* start DATA FOR THIS TASK *
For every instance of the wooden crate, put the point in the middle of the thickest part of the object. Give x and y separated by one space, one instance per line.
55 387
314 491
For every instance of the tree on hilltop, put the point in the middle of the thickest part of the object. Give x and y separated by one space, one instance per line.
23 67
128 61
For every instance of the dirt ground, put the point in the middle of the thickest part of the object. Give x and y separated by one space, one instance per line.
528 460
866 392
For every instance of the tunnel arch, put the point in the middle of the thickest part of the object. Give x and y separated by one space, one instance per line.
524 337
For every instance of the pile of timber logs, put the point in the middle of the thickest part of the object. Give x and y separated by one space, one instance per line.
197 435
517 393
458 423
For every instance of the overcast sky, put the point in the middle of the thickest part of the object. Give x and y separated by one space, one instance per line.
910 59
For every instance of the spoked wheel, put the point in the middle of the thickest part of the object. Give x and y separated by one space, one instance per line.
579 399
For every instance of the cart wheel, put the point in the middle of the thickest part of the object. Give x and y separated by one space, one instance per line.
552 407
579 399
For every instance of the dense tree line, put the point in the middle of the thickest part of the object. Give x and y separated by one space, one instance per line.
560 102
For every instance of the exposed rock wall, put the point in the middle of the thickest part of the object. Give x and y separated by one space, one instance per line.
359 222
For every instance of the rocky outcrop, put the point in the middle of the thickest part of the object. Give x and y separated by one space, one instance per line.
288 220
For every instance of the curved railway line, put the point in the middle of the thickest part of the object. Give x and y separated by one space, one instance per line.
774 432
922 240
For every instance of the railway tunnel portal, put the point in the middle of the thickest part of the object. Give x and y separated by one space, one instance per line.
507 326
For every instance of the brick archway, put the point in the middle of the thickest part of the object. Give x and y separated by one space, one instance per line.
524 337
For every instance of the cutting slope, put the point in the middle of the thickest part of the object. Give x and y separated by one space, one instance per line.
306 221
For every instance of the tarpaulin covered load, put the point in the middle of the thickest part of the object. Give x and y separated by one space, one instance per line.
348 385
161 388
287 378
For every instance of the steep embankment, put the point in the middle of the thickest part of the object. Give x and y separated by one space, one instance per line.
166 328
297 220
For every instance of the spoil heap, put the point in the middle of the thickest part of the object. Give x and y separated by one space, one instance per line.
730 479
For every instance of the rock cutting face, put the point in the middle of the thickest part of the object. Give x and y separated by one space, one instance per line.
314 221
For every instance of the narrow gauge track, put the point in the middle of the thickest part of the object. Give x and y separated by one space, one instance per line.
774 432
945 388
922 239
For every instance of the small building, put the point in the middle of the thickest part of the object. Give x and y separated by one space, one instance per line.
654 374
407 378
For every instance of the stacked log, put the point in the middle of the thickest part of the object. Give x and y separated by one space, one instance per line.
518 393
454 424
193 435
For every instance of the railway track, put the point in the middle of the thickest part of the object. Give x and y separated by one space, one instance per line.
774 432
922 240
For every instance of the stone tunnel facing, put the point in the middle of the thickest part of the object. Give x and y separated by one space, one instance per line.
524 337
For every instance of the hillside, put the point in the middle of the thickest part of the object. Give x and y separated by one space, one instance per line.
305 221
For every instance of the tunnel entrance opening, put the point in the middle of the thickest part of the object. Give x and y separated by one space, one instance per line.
* end DATA FOR THIS TASK *
WHAT YOU NEED TO DO.
Copy out the full material exactly as it appears.

OUTPUT BELOW.
For every instance of the wooden crate, put the point in the middle of the thickest part of the object. Give x and y separated by one space, one instance per line.
55 387
314 491
For every instance of the tree on hilltop, put the point in the middle of the thickest part of the object. Give x and y separated by one space, one instance per line.
23 67
128 61
For every instance of the dirt ground, put the point in the middle of the thickest part of the object. Give x and y separated by one space, one instance per line.
528 460
866 392
For every instance of the tunnel arch, put the point in the middle of the thickest part of the object. Give x and y separated by one space, one instance per line.
524 337
For every instance of the pile of timber logs, put the point in the middle of the thickest part of the object. Give x and y separated by one space, one instance per line.
197 435
517 393
458 423
For every instance of the overcast sky, put the point in the middle of the thickest part of the object. Give x and y separated by one space, one instance per line.
910 59
For every instance of the spoked wheel, put the point in the middle of the thickest part of the object. Give x and y separated by one space, one instance per line.
579 399
For every instance of the cart wheel, put the point in the middle of the thickest part of the object. Give x and y separated by one space, one instance per line.
552 407
579 399
For every instance of the dense tree line, put the point in the middle of the thickest part of the object. Give x and y separated by one space, one instance per line.
560 102
For every instance of the exposed rock wall, put the point in the middle of the thickest part of the object. Give x and y separated by one space, one instance per line.
359 222
For every instance of the rocky outcrop, put the point in the middle of the thickest part of the object. Give x and y separated by one space, one instance per line.
288 220
For every instance of the curved railway line, put the point in the middle of the thickest part of the object. Give x and y separated by one space, one instance per line.
774 432
922 240
For every instance of the railway tunnel portal, put the point in the middle of the thickest part of the object. Give x and y separated by one space, one instance per line.
507 326
For every instance of the brick archway, put the point in the middle of the thickest part of the object. Give x and y separated by one space, one instance per line.
524 337
For every instance of the cutting slope, put the point in the middle of the thickest part of the object. Give x and y separated by one space, one instance per line.
306 221
For every instance of the tarpaulin covered load, put the point in the middle of the thickest part of the object. Give x and y separated by one space, one instance per line.
348 385
161 388
287 378
For every instance of the steep embankment, put the point in the middle of the thickest part of the object. Give x and y separated by one space, one instance per line.
166 328
297 220
For every instance of the spoil heap, put the point in the middle of the thickest part of the object. Give x and y separated by one space, one instance per line.
730 479
For every instance of the rock cutting face, put the point in the middle of the thickest part of the object. Give x and y separated by one space, one instance per line.
314 221
For every instance of the narrow gauge track, put the point in the middle of the thickest part of the object. Give x and y separated by one space, one instance per line.
774 432
945 388
922 239
For every instance of the small building, put the point in the middle of the thickest part of the object. Give x and y separated by one space, one instance per line.
654 374
407 378
For every instance of the stacked log, put the point in the middle of the thickest part of the object. Give x and y separated by one space, one instance per line.
518 393
454 424
193 435
For every instance of the railway track, put the point in the middle of the thickest part of the object. Give x and y separated by one space, one instance per line.
774 432
922 240
For every instance of the stone tunnel facing, put the point in the middle of the thickest part of the object. Give x and y separated by one space, one instance per line.
524 337
For every instance of the hillside, put the point in the middle of the thickest part of the object. Give x and y separated by one space, one instance per line.
305 221
For every instance of the tunnel entrance opening, put the point in the middle of the thickest part of the object. Give x and y separated by one space, one instance per line.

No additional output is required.